Document extract:
-- Start --
Cartoonify Reality is an OpenCV project that uses core OpenCV functions and the K-Means clustering algorithm to perform image processing and cartoony them. This project shows how good image processing can be used to do the same task that normally takes a machine learning model and high computational power. Usually, the same task is done using either auto-encoders or GANs(Generative Adversarial Networks). In this blog, we will explore more of Computer Vision and Image processing.
The workflow is as described below-
We will start by working on images as input. These images can easily be converted to videos. Take the source image, blur it using a Bilateral filter. Use canny to finds its edges. Then convert the image into HSV(Hue-Saturation-Value) format and apply K-means clustering to it. Convert it back to RGB(Red-Green-blue) format and draw contours on the image. Finally, use erosion to thicken the boundaries and display the output image.
CONTENT
- Computer Vision
- OpenCV
- Blurring
- Canny Edge-detection
- K-Means Clustering
- Contours
- Erosion
- Raspberry Pi
- Output
Computer Vision
Computer Vision(CV) is a field of computing that deals with replicating the complexity and vision of the human eye. Various algorithms and formulae are developed to help computers visualize better. Input is taken from cameras, and output can vary with use. The most famous application as of today is object detection as shown below.
-- End --
Written problem A: From the Cartoonify Reality page, list in order the processing steps of the workflow, from blurring the source image to displaying the output.

Entries shown:
-- Start --
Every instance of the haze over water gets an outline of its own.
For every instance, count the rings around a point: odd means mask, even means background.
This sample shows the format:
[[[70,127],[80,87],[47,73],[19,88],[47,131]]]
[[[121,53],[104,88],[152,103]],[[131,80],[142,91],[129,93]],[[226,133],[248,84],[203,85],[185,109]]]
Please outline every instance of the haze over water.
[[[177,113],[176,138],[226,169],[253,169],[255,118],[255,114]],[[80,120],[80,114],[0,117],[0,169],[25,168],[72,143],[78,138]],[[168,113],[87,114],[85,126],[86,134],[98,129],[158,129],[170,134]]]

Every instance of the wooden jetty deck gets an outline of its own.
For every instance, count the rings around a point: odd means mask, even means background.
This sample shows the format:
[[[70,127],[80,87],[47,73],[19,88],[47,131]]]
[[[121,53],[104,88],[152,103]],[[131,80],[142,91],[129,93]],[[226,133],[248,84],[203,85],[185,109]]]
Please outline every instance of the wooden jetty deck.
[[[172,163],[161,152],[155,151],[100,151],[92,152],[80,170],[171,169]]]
-- End --
-- Start --
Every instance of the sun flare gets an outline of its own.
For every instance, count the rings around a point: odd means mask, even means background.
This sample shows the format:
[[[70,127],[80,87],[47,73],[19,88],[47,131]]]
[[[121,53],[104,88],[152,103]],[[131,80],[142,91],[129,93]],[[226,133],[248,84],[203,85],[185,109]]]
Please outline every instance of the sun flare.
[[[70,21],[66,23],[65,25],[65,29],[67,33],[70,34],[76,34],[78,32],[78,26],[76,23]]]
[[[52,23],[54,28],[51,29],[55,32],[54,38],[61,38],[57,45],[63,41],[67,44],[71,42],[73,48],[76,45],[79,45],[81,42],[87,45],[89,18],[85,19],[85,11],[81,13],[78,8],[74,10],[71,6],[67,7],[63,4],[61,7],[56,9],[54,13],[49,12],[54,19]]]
-- End --
Written problem B: Find every line in the entries that contains the string "gets", matching case, and copy each one.

Written reply A:
1. Blur the source image using a Bilateral filter.
2. Use canny to find its edges.
3. Convert the image into HSV (Hue-Saturation-Value) format.
4. Apply K-means clustering to it.
5. Convert it back to RGB (Red-Green-blue) format.
6. Draw contours on the image.
7. Use erosion to thicken the boundaries.
8. Display the output image.

Written reply B:
Every instance of the haze over water gets an outline of its own.
Every instance of the wooden jetty deck gets an outline of its own.
Every instance of the sun flare gets an outline of its own.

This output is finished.